> **THE EXERCISE**
In the part of the records that opens with the line containing "segment --target=black shoe" and closes with the line containing "101), (21, 103)]", swap every "black shoe" for "dark sneaker". Return only those lines, with nothing else changed.

> **RAW RECORDS**
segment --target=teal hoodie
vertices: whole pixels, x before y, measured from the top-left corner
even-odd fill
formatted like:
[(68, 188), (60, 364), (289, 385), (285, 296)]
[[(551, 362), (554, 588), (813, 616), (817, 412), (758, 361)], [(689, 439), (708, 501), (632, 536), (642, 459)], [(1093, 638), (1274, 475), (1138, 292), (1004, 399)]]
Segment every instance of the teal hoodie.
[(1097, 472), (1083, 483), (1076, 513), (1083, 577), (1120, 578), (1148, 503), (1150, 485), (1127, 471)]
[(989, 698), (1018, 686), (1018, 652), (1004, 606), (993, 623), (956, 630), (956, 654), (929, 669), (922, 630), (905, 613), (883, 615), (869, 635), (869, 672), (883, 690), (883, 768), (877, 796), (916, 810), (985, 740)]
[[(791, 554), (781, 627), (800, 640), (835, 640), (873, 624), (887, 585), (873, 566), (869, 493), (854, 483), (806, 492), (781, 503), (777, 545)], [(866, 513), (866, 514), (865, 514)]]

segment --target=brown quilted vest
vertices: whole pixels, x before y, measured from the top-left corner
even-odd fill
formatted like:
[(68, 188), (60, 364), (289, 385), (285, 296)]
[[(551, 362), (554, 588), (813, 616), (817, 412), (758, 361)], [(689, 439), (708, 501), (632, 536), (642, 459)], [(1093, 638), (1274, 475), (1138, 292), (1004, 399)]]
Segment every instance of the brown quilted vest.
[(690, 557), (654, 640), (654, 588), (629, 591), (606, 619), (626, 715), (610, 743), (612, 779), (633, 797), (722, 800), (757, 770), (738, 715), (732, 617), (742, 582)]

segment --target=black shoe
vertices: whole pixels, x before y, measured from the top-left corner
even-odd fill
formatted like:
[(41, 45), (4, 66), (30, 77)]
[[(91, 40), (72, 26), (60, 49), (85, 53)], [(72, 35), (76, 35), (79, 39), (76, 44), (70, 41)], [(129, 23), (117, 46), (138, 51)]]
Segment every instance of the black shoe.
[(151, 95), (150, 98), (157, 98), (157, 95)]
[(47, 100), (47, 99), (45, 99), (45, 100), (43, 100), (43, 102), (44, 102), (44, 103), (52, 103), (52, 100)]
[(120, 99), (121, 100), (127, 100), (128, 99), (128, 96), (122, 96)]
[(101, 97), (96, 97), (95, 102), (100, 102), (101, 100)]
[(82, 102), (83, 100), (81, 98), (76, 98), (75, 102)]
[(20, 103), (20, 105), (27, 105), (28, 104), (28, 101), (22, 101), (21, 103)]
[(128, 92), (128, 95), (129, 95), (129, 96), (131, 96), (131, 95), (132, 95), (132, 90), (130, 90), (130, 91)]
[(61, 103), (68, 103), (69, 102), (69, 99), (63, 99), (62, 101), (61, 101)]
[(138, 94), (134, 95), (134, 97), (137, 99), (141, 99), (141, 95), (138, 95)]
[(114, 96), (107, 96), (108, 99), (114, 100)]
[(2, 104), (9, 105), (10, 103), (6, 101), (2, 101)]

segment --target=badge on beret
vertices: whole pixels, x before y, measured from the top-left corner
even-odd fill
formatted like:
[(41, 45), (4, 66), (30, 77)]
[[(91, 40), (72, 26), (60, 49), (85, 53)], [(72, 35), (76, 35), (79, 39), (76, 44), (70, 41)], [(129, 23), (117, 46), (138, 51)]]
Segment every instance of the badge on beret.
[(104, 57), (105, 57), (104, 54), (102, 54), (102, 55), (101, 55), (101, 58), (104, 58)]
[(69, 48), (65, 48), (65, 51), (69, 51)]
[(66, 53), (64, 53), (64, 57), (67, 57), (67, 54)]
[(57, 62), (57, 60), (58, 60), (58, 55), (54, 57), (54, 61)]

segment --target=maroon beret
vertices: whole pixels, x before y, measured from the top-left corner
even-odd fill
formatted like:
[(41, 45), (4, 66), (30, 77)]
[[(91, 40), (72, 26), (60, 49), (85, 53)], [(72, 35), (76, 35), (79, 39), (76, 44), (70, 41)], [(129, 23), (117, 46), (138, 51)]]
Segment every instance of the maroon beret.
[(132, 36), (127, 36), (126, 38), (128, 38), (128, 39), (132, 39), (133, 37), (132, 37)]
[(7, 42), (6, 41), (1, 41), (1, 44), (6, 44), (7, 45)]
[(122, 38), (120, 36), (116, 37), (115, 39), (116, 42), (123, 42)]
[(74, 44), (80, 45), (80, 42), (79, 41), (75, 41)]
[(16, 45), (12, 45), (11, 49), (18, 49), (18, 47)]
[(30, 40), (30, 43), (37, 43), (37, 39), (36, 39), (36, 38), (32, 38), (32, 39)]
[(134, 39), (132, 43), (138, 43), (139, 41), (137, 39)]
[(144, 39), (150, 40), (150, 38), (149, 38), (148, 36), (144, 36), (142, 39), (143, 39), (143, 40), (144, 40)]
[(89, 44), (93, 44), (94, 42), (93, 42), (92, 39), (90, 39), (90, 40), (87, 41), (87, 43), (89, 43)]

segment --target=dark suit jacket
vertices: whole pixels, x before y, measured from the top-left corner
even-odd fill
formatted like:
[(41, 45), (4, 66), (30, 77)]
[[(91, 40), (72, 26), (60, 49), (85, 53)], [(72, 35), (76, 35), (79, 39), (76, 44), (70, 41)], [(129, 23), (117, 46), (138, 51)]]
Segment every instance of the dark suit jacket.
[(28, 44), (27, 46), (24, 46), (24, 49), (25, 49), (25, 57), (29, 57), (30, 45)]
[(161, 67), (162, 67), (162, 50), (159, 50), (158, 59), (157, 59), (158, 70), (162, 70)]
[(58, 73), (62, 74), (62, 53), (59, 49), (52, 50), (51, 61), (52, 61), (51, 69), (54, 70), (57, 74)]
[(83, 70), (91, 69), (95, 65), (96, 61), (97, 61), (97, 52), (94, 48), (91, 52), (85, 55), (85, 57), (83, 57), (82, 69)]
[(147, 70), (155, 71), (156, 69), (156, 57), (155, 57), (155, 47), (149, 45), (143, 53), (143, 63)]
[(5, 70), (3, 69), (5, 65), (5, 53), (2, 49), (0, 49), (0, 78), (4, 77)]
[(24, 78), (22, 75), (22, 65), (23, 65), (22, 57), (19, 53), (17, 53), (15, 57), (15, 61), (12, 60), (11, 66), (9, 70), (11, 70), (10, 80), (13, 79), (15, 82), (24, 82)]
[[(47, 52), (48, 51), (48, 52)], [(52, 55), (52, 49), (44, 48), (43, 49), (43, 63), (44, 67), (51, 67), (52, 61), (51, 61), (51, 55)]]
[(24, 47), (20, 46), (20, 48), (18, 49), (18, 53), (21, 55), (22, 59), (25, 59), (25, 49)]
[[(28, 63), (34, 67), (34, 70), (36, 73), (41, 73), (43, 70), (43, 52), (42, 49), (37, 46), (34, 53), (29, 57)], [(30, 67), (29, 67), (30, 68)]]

> **TASK RESULT**
segment --target=dark sneaker
vertices: whole pixels, x before y, measured from the top-left corner
even-odd fill
formatted like:
[(41, 45), (4, 66), (30, 77)]
[[(91, 40), (72, 26), (60, 49), (85, 53)], [(72, 35), (76, 35), (79, 39), (76, 44), (70, 41)], [(129, 23), (117, 46), (138, 51)]]
Segment every instance of the dark sneaker.
[(151, 95), (150, 98), (157, 98), (157, 95)]
[(47, 100), (47, 99), (45, 99), (45, 100), (43, 100), (43, 102), (44, 102), (44, 103), (52, 103), (52, 100)]
[(120, 99), (121, 100), (127, 100), (128, 99), (128, 96), (122, 96)]
[(101, 97), (96, 97), (95, 102), (100, 102), (101, 100)]
[(82, 102), (83, 100), (81, 98), (76, 98), (75, 102)]
[(20, 103), (20, 105), (27, 105), (28, 104), (28, 101), (22, 101), (21, 103)]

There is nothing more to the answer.